■ Study material ■
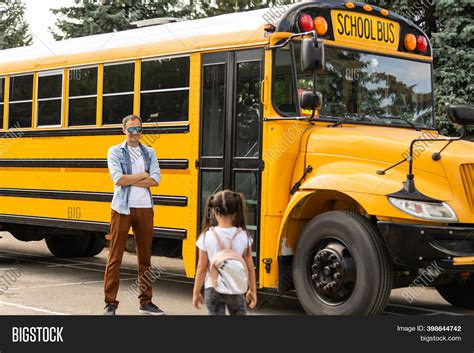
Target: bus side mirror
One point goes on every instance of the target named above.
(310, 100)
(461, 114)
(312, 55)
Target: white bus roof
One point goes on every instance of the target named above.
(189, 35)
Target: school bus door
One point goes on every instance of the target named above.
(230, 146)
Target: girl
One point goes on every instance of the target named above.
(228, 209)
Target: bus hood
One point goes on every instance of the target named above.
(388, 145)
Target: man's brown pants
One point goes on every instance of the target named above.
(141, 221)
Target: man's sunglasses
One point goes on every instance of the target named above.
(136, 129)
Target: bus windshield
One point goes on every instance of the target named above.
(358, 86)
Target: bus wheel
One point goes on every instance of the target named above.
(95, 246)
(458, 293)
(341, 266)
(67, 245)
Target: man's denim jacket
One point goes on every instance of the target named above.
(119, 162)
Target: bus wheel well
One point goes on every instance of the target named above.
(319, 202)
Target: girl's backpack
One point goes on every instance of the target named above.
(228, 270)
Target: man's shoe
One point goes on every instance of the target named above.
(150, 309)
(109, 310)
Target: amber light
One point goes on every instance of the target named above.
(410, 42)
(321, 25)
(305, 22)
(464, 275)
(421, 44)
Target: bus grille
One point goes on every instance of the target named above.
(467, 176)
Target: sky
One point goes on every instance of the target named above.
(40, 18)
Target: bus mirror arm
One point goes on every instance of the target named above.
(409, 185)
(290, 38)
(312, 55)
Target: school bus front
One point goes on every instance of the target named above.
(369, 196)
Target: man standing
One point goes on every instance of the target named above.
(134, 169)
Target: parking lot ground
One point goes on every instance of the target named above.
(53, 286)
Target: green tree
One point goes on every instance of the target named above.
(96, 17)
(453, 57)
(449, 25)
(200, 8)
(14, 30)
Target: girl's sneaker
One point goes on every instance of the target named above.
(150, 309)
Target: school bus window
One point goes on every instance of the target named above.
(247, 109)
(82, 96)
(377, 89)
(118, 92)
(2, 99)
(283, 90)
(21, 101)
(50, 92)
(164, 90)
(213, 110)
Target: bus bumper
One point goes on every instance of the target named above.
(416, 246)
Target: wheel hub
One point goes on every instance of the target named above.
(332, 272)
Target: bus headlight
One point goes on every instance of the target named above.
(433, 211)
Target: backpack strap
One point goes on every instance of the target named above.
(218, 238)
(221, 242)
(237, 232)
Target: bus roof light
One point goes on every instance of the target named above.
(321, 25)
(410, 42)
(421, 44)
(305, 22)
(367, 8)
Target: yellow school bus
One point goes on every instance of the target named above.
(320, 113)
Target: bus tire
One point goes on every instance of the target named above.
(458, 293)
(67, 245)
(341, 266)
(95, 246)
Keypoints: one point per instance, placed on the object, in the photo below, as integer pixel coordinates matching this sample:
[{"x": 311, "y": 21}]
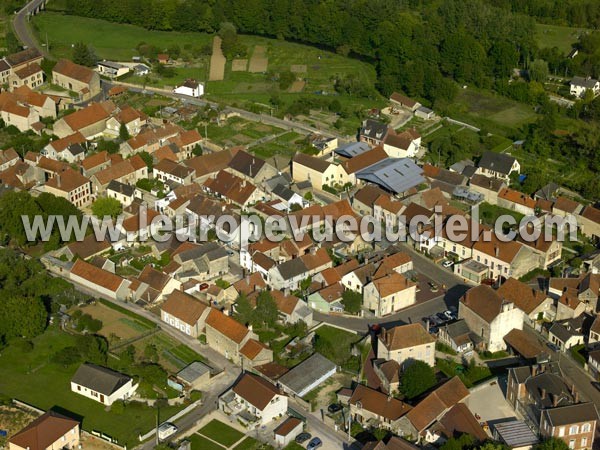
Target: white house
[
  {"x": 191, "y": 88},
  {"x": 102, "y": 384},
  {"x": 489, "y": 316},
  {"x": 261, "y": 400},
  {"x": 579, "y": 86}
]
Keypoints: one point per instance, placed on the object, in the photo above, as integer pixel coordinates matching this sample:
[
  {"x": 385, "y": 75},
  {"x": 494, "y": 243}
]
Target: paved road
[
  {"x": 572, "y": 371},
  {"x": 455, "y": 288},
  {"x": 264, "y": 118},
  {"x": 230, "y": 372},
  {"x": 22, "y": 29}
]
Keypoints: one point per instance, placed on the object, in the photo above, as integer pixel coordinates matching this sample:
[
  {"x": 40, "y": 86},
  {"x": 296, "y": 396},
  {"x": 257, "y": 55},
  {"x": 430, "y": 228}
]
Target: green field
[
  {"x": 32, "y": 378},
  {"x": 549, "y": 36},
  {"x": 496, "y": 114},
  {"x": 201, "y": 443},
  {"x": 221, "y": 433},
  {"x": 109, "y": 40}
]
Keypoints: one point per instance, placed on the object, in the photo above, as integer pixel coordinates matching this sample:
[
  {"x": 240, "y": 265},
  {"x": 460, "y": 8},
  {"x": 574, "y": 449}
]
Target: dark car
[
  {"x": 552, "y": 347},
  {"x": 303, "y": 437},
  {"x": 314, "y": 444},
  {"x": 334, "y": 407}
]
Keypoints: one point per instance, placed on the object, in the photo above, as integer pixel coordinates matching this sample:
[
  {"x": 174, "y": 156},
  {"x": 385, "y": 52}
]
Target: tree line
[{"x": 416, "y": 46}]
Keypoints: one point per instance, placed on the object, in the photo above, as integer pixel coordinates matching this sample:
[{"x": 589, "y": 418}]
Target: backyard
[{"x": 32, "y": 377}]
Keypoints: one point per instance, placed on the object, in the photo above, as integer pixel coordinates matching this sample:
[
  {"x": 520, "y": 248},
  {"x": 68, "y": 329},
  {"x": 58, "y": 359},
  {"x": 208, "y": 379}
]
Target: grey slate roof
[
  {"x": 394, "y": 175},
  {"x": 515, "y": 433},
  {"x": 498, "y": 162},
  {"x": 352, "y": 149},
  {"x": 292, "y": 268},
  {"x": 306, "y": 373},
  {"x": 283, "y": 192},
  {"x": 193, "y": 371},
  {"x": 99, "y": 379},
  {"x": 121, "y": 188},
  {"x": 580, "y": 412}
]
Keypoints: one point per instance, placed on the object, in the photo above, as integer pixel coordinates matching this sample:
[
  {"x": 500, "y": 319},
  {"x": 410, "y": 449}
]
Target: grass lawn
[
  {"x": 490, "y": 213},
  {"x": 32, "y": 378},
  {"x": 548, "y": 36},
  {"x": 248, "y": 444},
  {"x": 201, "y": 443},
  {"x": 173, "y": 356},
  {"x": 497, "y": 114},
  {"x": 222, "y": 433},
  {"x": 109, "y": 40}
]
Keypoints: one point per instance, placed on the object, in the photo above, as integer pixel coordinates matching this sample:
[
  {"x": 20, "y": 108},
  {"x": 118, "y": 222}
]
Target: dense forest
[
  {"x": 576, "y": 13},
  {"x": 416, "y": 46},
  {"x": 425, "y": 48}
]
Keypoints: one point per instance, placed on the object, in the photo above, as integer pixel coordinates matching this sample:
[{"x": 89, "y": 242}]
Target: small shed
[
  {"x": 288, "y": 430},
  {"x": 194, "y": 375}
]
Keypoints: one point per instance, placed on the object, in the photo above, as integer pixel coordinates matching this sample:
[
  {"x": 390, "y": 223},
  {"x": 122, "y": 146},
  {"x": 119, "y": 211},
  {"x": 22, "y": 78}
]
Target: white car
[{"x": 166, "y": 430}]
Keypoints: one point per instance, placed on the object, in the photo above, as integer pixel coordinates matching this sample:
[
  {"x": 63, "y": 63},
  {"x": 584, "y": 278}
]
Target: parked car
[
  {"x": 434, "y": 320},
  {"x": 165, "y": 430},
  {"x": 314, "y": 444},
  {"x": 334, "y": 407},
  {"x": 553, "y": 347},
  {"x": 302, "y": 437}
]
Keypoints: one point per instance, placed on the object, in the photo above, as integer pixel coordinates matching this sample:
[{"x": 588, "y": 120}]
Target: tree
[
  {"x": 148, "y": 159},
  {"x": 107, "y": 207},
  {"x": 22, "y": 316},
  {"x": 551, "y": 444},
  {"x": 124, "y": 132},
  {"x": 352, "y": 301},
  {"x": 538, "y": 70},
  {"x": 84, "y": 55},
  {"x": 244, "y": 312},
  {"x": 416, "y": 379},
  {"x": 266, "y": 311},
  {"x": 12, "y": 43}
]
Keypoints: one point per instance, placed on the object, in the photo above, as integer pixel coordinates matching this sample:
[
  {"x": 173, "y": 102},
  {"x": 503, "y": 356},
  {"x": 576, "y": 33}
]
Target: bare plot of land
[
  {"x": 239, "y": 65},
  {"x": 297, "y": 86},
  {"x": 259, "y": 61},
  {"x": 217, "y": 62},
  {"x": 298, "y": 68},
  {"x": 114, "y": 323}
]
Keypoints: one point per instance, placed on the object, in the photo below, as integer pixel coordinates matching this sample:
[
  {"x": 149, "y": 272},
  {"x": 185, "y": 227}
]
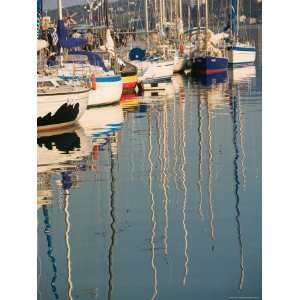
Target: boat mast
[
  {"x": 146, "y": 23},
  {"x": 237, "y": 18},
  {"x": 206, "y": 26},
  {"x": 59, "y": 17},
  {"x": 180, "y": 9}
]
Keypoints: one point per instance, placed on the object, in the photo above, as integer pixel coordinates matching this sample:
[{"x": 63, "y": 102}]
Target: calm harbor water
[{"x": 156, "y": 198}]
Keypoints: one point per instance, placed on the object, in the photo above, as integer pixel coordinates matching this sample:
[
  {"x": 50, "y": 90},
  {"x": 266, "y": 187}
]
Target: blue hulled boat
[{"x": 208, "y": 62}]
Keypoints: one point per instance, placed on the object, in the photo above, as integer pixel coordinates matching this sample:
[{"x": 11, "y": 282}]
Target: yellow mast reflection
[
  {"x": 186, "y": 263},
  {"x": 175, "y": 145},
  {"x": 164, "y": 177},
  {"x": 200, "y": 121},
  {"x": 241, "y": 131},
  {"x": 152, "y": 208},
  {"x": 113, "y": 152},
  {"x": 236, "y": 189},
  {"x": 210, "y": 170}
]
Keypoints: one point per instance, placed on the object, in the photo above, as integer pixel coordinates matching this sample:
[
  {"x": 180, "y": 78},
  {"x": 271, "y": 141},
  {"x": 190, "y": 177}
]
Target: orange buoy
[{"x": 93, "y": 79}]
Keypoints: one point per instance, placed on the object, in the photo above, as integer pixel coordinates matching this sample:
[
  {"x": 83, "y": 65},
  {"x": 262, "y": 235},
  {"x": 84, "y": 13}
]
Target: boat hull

* * *

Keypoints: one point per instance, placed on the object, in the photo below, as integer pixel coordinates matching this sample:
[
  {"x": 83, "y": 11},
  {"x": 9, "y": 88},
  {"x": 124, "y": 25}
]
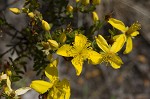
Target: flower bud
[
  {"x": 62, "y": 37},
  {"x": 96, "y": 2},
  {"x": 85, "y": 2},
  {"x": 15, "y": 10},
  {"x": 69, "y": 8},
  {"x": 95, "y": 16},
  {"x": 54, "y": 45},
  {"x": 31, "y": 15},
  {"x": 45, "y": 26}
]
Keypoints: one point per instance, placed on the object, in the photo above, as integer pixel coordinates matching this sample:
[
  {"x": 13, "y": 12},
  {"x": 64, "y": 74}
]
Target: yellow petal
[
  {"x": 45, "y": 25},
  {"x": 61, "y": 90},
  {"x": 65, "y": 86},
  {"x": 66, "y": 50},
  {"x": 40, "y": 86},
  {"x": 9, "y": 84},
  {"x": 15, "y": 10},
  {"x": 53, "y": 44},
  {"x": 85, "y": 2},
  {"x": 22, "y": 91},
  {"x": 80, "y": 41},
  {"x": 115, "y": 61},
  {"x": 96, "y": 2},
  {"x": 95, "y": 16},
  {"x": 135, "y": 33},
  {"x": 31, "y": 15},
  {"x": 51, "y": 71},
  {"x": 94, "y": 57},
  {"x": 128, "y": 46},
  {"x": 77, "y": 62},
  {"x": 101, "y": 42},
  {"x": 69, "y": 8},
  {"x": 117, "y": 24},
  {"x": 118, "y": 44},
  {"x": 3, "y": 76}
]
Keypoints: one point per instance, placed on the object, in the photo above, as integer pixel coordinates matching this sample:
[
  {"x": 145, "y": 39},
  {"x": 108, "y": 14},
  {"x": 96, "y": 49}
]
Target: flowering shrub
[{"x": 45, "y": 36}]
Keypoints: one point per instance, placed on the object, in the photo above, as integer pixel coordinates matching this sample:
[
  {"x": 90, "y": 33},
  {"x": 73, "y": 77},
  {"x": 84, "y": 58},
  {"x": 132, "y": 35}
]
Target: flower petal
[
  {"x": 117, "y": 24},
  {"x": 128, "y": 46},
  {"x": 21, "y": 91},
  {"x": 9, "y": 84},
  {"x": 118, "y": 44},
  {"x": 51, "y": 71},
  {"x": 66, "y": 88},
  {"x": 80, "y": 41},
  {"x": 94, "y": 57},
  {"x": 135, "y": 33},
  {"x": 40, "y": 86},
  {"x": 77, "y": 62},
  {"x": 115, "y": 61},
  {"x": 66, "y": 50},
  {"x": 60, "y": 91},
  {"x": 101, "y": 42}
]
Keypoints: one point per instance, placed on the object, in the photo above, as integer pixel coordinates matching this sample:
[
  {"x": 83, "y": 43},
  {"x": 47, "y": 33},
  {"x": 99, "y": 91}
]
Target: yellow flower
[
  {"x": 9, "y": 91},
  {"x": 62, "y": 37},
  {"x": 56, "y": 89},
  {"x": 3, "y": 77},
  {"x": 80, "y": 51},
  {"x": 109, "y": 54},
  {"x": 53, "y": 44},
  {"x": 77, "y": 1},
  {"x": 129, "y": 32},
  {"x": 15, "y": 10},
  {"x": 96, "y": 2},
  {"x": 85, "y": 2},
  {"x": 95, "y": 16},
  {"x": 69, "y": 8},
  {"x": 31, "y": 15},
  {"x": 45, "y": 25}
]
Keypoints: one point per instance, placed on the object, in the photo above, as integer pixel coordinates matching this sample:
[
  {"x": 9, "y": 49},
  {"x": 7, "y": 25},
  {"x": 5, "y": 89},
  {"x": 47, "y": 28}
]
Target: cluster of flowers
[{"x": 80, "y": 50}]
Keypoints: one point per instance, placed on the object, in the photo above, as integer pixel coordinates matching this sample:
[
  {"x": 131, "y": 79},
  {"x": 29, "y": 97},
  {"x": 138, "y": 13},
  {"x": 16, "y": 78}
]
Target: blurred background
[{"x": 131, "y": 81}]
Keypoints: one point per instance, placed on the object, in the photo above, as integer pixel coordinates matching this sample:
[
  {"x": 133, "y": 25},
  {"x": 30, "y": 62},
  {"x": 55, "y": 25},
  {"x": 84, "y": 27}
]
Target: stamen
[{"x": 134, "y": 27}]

==

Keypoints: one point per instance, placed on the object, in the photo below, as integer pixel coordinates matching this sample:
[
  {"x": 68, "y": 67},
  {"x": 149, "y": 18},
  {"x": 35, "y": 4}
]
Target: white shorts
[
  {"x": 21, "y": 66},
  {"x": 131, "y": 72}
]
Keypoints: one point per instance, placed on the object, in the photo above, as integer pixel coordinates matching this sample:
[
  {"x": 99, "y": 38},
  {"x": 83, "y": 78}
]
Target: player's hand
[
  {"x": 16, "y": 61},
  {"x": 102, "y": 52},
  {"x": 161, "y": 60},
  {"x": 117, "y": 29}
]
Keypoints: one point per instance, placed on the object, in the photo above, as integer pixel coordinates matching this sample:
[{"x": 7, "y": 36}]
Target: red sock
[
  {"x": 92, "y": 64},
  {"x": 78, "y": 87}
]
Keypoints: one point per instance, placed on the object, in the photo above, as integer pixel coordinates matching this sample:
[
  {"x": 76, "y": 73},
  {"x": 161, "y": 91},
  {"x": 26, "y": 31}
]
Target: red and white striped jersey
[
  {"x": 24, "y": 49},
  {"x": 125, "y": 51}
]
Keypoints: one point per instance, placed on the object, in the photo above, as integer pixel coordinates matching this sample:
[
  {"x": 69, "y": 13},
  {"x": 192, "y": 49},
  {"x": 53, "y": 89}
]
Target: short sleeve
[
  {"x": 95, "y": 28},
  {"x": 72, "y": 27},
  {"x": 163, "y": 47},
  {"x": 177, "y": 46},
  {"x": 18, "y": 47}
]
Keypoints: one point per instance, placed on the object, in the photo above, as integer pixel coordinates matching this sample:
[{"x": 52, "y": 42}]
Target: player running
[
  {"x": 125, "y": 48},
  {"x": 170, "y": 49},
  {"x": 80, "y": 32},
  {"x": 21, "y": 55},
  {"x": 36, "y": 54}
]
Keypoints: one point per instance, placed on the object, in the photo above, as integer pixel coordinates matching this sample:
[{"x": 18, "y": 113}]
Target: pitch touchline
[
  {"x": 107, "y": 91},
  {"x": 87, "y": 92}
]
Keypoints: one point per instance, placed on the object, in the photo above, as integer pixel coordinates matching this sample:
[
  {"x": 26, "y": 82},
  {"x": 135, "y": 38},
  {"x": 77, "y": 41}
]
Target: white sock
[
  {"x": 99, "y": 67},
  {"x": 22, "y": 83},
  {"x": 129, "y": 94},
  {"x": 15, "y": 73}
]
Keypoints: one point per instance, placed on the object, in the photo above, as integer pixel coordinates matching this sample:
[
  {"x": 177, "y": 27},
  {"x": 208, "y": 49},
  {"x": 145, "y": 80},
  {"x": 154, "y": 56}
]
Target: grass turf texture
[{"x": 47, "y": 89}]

■ Problem ■
The expected output is every line from the material above where "girl" can be found.

■ Response to the exercise ■
Target: girl
Target: girl's backpack
Target: girl's sneaker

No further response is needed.